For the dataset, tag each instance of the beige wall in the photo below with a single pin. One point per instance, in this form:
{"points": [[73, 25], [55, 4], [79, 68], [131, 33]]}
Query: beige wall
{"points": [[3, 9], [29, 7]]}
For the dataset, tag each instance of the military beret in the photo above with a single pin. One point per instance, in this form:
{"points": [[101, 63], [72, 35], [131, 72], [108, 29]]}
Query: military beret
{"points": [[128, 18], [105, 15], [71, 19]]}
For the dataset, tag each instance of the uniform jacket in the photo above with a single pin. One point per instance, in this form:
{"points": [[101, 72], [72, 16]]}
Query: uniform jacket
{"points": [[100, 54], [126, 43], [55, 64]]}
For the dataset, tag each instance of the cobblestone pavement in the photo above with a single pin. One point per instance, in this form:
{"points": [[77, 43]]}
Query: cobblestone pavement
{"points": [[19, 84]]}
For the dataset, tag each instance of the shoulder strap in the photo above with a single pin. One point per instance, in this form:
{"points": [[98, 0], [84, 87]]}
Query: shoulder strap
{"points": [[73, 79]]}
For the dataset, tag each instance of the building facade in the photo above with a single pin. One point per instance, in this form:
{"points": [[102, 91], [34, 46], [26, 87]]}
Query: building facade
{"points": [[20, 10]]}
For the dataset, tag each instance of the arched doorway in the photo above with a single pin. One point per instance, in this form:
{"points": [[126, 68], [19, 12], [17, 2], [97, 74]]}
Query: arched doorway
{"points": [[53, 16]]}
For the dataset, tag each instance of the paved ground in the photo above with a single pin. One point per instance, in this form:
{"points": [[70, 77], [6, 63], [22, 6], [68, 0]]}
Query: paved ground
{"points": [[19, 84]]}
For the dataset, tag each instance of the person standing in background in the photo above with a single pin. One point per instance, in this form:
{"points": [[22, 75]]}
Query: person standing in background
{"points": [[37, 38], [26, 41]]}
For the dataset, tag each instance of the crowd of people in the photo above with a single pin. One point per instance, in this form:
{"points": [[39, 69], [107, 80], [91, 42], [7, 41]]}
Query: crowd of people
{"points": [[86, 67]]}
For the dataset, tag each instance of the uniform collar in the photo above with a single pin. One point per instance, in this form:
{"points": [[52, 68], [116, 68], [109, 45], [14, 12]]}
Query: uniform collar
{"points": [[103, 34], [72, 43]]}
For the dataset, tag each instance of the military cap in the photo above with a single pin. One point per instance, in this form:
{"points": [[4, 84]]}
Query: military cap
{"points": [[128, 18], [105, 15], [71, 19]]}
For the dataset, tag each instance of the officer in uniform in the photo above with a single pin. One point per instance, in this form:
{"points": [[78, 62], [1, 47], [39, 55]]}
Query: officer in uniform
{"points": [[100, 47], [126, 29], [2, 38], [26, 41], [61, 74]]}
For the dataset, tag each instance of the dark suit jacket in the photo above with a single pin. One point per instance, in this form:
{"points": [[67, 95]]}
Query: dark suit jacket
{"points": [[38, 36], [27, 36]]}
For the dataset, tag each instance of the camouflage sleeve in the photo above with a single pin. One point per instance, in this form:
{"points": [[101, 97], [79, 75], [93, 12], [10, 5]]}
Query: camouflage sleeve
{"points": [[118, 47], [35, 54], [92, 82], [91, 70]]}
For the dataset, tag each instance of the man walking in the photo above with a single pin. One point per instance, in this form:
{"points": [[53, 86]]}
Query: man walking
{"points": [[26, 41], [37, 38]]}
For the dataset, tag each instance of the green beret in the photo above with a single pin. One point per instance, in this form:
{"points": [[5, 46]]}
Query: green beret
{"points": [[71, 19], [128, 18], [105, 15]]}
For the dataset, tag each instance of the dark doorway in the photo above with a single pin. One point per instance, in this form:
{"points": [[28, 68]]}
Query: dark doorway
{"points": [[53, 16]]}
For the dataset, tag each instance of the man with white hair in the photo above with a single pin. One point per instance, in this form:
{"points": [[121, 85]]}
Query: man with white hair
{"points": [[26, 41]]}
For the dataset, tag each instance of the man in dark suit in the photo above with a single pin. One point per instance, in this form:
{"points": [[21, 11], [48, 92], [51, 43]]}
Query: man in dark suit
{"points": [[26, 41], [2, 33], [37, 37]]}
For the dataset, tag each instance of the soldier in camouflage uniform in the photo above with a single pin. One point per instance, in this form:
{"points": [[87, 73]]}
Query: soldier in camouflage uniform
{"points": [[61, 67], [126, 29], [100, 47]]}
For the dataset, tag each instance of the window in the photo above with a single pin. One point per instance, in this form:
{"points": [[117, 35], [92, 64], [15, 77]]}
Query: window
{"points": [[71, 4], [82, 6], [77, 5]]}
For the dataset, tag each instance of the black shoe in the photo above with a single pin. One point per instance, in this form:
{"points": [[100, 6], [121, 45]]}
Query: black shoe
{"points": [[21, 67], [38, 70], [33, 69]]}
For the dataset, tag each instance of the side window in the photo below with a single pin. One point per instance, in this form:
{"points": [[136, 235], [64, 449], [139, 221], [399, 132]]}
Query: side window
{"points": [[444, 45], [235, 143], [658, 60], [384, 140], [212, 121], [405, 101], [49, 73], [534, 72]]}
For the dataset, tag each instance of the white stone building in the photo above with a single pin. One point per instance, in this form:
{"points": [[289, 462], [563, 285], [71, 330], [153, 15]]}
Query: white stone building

____

**What is expected**
Reproduce only the lines running from the one that contains "For the dataset, tag each instance of the window" to the last line of the records.

**Completed exercise**
For the dataset, tag each instance of the window in the photo above with a single pin. One point per instance, in this form:
{"points": [[117, 35], [92, 64], [15, 77]]}
Query: window
{"points": [[71, 4], [82, 6], [77, 5]]}
For the dataset, tag each instance of the black shoe in the photo above with a single pin. One point per instance, in this form:
{"points": [[100, 6], [121, 45]]}
Query: black shoe
{"points": [[21, 67], [38, 70], [33, 69]]}
For the dataset, tag each instance of the side window in the photo below with a single pin. One point per instance, in this form:
{"points": [[136, 235], [64, 449], [139, 221], [399, 132]]}
Query: side window
{"points": [[444, 45], [235, 143], [658, 60], [384, 140], [212, 121], [405, 101], [49, 73], [534, 72]]}
For the dataset, tag each instance of the white stone building in the photo above with a single pin. One point per instance, in this form:
{"points": [[289, 462], [563, 285], [71, 330], [153, 15]]}
Query: white stone building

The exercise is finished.